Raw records

• • • • •

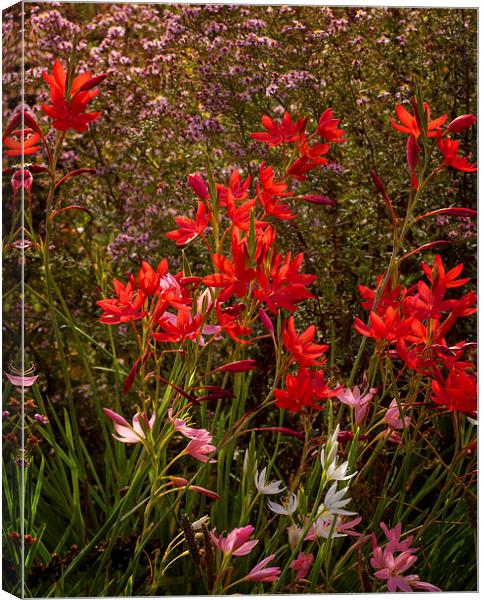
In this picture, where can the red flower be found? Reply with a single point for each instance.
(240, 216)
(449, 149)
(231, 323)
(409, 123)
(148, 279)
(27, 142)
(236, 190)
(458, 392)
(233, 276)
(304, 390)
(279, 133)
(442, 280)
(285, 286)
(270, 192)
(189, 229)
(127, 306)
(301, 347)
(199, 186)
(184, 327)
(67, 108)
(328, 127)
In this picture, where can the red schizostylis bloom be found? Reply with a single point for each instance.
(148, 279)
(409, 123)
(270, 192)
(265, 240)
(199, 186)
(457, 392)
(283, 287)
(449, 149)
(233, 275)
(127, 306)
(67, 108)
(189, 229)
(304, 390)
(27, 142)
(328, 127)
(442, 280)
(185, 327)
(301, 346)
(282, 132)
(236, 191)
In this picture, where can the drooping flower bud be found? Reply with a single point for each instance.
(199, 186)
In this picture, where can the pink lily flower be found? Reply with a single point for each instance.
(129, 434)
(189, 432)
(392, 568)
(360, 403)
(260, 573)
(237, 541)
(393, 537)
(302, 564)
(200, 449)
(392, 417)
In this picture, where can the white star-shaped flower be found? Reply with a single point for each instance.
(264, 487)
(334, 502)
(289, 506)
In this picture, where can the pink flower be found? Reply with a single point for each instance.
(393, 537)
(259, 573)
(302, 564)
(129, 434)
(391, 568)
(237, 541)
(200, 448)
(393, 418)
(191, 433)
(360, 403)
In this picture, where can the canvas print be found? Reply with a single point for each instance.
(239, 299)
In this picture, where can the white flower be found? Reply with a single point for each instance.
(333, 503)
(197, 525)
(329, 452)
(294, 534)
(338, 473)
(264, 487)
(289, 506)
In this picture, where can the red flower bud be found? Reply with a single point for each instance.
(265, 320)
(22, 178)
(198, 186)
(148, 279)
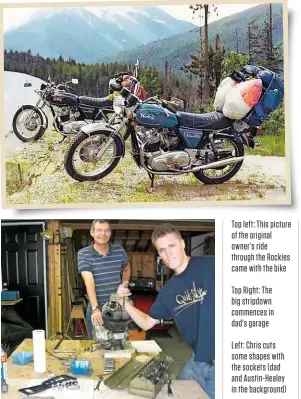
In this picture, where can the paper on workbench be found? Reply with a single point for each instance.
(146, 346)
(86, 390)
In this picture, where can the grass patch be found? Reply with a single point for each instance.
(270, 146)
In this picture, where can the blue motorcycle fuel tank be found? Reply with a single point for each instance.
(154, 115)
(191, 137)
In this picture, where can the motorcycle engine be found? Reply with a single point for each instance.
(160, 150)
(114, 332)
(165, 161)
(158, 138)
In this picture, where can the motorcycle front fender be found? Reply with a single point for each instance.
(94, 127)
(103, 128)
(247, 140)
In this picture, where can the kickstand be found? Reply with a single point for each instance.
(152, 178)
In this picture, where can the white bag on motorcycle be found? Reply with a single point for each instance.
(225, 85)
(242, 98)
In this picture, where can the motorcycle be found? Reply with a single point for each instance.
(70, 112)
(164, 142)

• • • • •

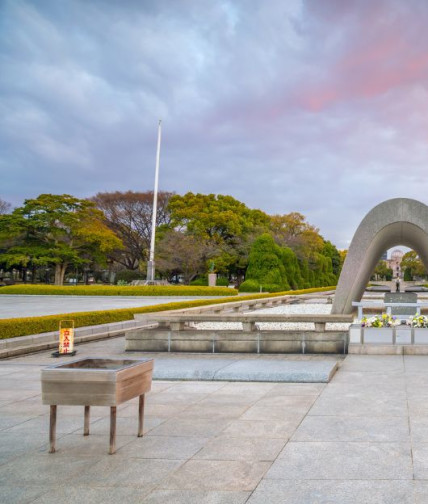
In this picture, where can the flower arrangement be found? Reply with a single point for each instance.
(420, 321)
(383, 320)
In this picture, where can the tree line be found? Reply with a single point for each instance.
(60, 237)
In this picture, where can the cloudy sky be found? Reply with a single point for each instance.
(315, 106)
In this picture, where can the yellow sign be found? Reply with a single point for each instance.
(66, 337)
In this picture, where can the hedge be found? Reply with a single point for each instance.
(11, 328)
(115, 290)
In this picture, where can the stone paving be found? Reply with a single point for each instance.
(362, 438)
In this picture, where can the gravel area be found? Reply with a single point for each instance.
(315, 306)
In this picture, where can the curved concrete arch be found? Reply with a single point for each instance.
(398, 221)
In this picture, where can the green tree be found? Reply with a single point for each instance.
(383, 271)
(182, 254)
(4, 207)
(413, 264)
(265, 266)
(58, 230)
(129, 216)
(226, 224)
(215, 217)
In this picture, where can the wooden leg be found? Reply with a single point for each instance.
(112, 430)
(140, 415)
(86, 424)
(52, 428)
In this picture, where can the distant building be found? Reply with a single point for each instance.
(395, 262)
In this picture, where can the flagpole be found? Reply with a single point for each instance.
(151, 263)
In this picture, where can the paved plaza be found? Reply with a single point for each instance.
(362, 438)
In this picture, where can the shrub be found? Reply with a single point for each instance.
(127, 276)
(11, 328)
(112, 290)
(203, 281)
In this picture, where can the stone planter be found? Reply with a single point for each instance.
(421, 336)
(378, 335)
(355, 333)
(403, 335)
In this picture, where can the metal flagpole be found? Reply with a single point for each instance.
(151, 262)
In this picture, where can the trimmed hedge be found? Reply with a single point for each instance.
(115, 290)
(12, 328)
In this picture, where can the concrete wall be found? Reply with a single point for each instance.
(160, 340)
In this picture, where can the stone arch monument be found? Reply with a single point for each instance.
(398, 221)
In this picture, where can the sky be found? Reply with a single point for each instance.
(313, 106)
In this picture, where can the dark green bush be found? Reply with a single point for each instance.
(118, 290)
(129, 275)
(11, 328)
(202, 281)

• • • • •

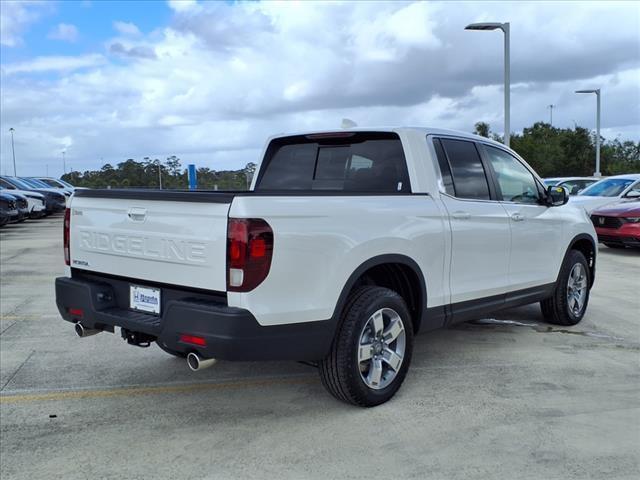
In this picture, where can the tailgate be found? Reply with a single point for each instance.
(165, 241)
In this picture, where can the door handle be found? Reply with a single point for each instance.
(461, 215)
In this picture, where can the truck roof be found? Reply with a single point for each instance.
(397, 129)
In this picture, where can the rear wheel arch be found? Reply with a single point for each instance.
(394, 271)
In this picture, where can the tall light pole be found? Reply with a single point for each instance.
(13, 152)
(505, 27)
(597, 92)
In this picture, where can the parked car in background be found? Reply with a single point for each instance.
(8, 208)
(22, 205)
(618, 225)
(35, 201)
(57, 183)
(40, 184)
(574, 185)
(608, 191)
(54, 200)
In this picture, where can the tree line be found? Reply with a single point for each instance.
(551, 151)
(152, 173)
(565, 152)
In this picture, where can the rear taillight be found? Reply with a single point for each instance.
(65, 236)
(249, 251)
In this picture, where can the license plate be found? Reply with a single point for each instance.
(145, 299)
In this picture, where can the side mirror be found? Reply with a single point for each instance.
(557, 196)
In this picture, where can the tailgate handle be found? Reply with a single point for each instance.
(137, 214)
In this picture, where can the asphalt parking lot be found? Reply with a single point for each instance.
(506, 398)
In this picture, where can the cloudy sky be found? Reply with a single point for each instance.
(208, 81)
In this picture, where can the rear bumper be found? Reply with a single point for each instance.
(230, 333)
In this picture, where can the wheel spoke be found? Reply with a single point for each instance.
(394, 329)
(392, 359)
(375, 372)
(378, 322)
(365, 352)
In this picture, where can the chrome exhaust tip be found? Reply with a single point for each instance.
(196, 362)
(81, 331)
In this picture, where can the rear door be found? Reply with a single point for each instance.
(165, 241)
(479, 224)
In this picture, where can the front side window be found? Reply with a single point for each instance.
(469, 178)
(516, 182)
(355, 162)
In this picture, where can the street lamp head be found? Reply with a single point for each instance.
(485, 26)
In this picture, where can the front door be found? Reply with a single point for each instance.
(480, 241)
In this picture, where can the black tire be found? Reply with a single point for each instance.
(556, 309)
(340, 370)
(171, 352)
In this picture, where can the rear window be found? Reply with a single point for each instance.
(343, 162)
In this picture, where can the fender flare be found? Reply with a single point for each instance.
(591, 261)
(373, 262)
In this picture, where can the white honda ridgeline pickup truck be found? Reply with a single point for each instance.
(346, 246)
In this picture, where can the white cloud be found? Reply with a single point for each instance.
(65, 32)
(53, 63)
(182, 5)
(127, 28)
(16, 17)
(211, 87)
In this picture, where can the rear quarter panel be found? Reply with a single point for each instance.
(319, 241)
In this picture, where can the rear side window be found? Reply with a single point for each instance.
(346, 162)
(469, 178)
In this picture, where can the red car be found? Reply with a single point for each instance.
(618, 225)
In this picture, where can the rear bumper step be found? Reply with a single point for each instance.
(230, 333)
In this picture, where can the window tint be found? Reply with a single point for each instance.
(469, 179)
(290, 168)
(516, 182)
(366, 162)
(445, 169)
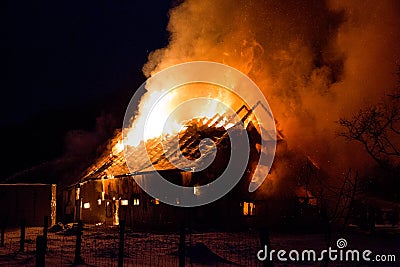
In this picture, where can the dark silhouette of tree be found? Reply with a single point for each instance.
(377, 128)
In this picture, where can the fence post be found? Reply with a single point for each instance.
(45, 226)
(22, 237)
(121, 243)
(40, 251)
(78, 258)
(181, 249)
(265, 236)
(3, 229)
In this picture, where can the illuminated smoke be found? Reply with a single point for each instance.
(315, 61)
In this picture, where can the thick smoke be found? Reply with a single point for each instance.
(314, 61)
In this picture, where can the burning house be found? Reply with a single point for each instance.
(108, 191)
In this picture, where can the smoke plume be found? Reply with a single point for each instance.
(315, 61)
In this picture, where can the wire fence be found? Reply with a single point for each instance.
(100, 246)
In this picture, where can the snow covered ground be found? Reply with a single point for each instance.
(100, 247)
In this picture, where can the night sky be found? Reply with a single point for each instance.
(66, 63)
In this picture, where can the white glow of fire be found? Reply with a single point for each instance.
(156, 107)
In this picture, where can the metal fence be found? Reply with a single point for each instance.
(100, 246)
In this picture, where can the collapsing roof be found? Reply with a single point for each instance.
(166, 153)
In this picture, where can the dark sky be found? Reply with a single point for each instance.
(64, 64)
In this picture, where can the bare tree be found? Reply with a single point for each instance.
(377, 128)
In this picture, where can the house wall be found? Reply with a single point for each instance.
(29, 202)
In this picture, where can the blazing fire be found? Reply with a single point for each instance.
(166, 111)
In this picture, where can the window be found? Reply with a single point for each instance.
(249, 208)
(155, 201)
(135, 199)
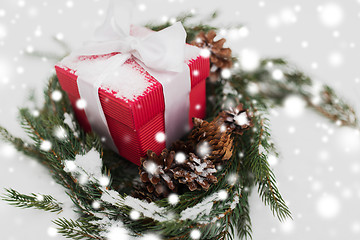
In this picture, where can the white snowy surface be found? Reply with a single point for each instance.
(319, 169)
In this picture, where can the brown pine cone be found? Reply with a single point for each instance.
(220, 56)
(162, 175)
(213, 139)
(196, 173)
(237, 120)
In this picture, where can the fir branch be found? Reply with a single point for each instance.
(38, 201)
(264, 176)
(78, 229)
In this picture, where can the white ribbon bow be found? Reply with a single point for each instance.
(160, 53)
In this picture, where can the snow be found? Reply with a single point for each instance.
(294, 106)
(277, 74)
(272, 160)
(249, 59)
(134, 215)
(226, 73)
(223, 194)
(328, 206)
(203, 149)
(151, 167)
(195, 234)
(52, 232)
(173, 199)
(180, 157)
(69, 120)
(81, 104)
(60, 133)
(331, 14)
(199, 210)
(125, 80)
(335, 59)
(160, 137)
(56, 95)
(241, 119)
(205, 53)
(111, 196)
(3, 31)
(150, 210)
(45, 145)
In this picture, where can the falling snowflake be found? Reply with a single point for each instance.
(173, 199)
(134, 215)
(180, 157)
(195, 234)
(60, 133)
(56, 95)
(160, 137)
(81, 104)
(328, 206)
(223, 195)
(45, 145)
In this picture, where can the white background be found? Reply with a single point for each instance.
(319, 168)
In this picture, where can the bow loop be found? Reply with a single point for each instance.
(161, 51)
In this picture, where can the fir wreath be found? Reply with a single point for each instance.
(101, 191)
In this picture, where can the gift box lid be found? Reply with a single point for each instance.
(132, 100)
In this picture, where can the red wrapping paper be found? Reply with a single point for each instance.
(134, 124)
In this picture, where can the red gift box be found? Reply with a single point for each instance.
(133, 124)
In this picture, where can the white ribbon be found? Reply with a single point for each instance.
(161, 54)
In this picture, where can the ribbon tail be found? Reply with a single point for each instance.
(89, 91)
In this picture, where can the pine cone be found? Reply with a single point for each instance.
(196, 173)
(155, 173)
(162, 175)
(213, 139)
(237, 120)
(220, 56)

• • • • •

### TASK REQUIREMENTS
Tally the lines in the records above that contain the string "wall", and give only that number.

### FULL OUTPUT
2